■ EXERCISE OBJECTIVE: Starting from the first line and stopping after the line that contains "[[394, 185], [444, 227]]", replace "lime rind" with "lime peel" and keep everything else the same. Return only those lines, and leave out the pictures.

■ MATERIAL PROVIDED:
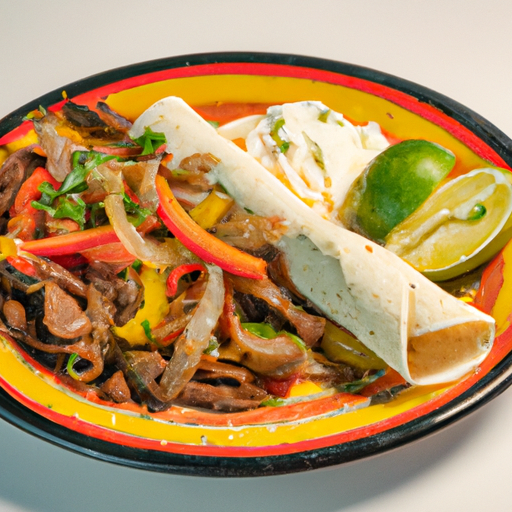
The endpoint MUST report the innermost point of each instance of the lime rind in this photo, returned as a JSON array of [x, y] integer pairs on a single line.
[[394, 185], [444, 227]]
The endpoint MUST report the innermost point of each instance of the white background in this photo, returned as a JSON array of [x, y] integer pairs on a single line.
[[461, 48]]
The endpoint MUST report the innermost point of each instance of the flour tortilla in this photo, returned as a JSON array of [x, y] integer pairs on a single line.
[[421, 331]]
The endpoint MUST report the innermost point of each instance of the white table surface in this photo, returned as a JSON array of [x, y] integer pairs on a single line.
[[461, 48]]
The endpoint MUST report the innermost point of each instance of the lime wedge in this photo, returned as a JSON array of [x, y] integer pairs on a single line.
[[394, 185], [461, 226]]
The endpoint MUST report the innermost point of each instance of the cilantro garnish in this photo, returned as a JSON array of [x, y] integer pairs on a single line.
[[150, 141]]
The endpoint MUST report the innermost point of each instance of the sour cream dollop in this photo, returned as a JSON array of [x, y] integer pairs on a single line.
[[313, 150]]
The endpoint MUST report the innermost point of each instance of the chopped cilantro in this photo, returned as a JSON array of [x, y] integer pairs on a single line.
[[150, 141], [477, 212], [67, 208], [316, 151]]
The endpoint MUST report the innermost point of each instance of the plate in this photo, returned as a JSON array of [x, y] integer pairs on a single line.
[[297, 437]]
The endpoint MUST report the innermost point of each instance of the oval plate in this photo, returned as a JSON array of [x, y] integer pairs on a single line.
[[288, 439]]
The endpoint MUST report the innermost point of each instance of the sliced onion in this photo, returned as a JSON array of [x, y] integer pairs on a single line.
[[192, 343], [134, 243]]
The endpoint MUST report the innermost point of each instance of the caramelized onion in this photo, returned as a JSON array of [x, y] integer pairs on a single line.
[[192, 343], [141, 248], [278, 357], [309, 327]]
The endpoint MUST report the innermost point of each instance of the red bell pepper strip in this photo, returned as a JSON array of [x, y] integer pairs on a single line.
[[29, 191], [177, 274], [71, 242], [22, 265], [202, 243]]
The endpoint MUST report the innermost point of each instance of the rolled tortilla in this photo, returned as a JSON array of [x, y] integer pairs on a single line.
[[421, 331]]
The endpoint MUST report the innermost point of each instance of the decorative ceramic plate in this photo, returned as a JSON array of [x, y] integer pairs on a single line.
[[295, 437]]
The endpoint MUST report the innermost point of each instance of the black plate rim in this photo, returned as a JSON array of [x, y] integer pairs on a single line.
[[490, 386]]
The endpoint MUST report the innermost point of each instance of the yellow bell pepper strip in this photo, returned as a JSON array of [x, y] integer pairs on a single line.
[[211, 210], [71, 243], [200, 242], [178, 273]]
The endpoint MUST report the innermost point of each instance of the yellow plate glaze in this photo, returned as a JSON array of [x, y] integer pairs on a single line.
[[270, 432]]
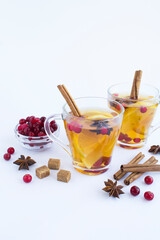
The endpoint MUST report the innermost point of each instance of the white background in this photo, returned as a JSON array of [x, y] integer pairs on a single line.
[[87, 45]]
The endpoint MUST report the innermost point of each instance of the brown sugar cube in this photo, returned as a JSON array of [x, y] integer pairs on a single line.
[[54, 164], [42, 172], [63, 176]]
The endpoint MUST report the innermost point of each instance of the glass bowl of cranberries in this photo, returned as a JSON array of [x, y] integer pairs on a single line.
[[31, 134]]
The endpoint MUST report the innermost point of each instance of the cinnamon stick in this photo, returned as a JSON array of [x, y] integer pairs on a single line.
[[133, 176], [69, 100], [136, 85], [118, 175], [141, 168]]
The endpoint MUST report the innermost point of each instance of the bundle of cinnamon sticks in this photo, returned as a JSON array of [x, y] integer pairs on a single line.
[[136, 169]]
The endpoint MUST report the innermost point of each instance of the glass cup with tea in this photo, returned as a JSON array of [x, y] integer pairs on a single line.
[[138, 115], [93, 135]]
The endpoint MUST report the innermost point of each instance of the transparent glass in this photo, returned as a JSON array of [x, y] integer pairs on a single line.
[[92, 136], [138, 115], [34, 143]]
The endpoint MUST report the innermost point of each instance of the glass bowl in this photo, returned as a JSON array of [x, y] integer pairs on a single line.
[[35, 143]]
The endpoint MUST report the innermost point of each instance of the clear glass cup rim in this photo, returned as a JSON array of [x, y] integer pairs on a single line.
[[157, 96], [102, 98]]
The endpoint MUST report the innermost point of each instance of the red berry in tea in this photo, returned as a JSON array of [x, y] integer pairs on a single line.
[[148, 180], [136, 140], [27, 178], [134, 190], [104, 131], [10, 150], [143, 109], [148, 195], [7, 156]]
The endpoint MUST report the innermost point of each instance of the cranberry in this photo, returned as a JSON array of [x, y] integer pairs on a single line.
[[134, 190], [27, 178], [121, 137], [27, 119], [70, 126], [20, 128], [128, 139], [143, 109], [21, 121], [7, 156], [148, 180], [40, 134], [43, 119], [77, 127], [32, 119], [21, 132], [36, 130], [118, 107], [10, 150], [136, 140], [24, 125], [104, 131], [52, 122], [54, 126], [37, 120], [148, 195], [123, 104], [26, 131], [42, 129], [31, 134]]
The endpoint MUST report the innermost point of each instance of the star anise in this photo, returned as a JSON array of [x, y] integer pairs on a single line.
[[155, 149], [113, 189], [100, 124], [24, 163]]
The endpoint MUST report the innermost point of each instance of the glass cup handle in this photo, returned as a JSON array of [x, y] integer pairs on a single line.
[[53, 136], [154, 128]]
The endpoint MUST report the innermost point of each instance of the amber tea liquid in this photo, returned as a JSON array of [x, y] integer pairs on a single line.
[[137, 120], [92, 139]]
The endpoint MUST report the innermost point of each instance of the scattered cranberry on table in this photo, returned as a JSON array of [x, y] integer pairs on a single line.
[[148, 195], [104, 130], [7, 156], [34, 127], [27, 178], [134, 190], [10, 150], [136, 140], [148, 180]]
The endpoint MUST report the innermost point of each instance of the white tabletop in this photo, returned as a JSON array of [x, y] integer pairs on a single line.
[[87, 45]]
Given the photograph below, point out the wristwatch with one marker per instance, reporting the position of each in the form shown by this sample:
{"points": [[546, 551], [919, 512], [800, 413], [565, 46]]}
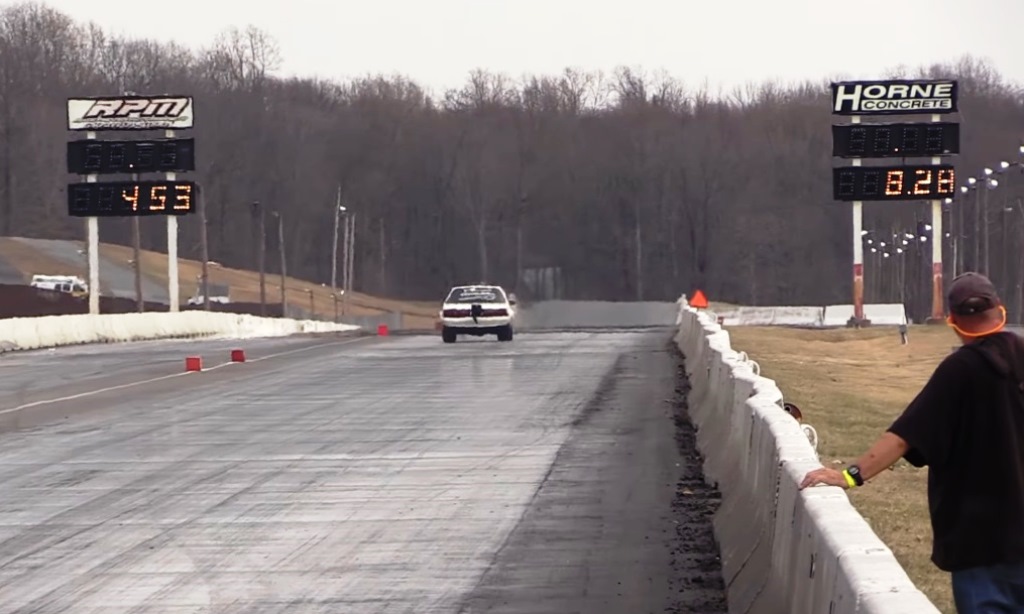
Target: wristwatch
{"points": [[853, 472]]}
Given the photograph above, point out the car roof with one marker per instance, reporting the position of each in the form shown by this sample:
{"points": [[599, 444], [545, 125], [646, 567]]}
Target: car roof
{"points": [[477, 287]]}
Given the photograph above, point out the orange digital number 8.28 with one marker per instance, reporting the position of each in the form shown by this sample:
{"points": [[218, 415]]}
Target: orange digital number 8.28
{"points": [[894, 183], [922, 186]]}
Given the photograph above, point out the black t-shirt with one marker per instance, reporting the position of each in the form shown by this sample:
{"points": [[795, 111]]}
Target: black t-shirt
{"points": [[967, 425]]}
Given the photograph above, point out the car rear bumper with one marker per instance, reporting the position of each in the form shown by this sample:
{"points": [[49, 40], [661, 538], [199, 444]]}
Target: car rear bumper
{"points": [[467, 324]]}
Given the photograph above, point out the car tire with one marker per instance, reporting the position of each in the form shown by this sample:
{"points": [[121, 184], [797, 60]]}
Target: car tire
{"points": [[448, 336]]}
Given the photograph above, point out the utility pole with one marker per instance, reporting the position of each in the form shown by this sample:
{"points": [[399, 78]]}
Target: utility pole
{"points": [[344, 263], [261, 221], [284, 270], [204, 251], [334, 248], [351, 254]]}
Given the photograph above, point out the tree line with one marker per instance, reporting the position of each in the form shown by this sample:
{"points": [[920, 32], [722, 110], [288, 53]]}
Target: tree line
{"points": [[630, 185]]}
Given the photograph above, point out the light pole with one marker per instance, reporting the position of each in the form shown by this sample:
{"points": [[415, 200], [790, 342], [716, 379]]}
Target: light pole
{"points": [[339, 212], [261, 245], [284, 269], [990, 184]]}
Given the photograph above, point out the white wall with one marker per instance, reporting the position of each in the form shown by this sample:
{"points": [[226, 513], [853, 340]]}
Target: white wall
{"points": [[783, 551]]}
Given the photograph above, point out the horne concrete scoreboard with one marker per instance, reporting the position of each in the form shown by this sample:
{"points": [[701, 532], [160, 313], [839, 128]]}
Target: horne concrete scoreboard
{"points": [[900, 179]]}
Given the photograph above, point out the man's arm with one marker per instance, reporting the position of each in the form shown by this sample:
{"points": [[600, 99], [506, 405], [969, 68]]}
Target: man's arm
{"points": [[886, 451]]}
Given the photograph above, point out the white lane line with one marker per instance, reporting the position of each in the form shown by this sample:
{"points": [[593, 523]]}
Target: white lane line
{"points": [[169, 377]]}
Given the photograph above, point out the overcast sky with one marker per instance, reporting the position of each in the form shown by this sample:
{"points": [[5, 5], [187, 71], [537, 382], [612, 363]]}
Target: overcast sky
{"points": [[727, 42]]}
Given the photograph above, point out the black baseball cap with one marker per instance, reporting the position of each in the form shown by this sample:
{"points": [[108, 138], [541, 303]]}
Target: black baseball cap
{"points": [[971, 294]]}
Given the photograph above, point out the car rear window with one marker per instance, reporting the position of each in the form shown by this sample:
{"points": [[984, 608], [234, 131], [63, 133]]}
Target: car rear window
{"points": [[476, 295]]}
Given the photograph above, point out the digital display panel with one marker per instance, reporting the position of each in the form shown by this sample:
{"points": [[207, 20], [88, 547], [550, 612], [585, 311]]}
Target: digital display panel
{"points": [[896, 140], [129, 199], [922, 182], [153, 156]]}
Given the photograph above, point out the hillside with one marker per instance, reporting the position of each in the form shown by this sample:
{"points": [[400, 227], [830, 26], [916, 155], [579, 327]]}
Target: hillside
{"points": [[22, 258]]}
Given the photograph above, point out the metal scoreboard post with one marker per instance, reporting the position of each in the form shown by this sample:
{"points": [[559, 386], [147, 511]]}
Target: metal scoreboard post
{"points": [[933, 181], [91, 158]]}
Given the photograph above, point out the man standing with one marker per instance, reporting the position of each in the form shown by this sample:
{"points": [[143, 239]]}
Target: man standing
{"points": [[967, 425]]}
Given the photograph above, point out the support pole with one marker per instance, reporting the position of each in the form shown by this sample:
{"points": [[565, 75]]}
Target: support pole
{"points": [[858, 262], [938, 238], [938, 310], [205, 250], [172, 251], [93, 251], [858, 253], [172, 262], [136, 245]]}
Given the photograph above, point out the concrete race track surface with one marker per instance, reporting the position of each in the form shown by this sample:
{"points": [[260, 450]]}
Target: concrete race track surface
{"points": [[355, 475]]}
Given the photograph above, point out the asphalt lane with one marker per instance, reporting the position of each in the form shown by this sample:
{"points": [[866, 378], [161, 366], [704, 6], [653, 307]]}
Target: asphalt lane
{"points": [[33, 377], [399, 475]]}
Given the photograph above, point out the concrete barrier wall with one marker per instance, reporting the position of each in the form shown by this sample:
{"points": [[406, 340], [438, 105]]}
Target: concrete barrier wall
{"points": [[599, 314], [782, 550], [47, 332]]}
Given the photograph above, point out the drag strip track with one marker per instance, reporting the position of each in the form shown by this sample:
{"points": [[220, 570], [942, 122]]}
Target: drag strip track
{"points": [[396, 475]]}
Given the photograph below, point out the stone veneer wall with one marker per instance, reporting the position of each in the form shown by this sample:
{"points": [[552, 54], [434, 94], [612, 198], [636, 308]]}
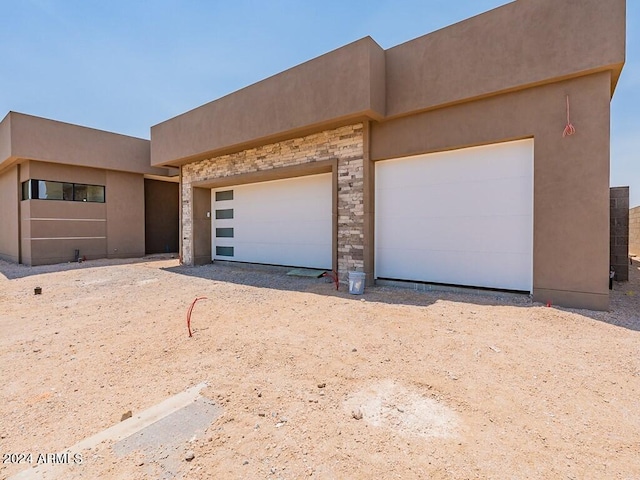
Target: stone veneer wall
{"points": [[346, 144], [634, 231]]}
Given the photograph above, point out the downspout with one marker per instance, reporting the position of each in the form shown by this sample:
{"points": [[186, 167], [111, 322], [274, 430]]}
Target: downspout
{"points": [[180, 214], [19, 214]]}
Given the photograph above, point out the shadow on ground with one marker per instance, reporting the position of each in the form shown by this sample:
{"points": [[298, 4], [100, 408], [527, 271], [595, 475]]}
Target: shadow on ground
{"points": [[13, 271], [625, 297]]}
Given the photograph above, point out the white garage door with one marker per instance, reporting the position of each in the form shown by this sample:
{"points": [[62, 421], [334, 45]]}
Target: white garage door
{"points": [[462, 217], [282, 222]]}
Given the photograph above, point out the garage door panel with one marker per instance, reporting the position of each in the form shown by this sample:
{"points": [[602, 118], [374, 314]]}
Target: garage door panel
{"points": [[297, 255], [478, 234], [271, 232], [460, 217], [471, 166], [458, 268], [499, 197], [281, 222]]}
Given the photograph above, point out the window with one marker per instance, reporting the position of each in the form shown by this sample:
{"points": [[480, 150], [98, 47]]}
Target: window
{"points": [[26, 190], [88, 193], [46, 190], [224, 232], [225, 214], [225, 195], [224, 251]]}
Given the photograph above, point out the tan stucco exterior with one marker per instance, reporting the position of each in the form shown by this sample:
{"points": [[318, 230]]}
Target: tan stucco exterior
{"points": [[503, 75], [500, 76], [634, 231], [50, 231], [26, 137], [9, 215]]}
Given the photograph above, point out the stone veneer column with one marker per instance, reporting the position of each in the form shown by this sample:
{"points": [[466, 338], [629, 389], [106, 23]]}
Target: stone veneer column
{"points": [[344, 144]]}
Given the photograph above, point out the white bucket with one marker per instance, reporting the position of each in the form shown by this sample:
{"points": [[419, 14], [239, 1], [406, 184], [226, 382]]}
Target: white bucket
{"points": [[356, 283]]}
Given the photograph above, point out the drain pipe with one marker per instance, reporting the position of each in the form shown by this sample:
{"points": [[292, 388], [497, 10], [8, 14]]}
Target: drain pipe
{"points": [[193, 304]]}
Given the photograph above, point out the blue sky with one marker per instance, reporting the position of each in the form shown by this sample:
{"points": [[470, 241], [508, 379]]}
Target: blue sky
{"points": [[123, 66]]}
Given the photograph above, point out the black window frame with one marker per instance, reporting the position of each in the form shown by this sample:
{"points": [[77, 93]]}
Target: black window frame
{"points": [[31, 188]]}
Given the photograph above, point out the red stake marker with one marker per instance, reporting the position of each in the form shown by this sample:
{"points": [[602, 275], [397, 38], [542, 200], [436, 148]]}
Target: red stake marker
{"points": [[193, 304]]}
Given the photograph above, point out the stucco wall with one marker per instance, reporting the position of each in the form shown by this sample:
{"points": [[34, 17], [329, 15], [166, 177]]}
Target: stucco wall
{"points": [[125, 214], [571, 175], [53, 229], [58, 142], [344, 145], [619, 233], [9, 220], [634, 231]]}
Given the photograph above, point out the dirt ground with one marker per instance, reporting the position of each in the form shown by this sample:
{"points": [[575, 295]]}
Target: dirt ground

■ OUTPUT FOR THIS TASK:
The endpoint MUST report the innermost point of each instance of the lime peel in this photo, returned as a JSON array of [x, y] integer pairs on a single line.
[[394, 185], [444, 227]]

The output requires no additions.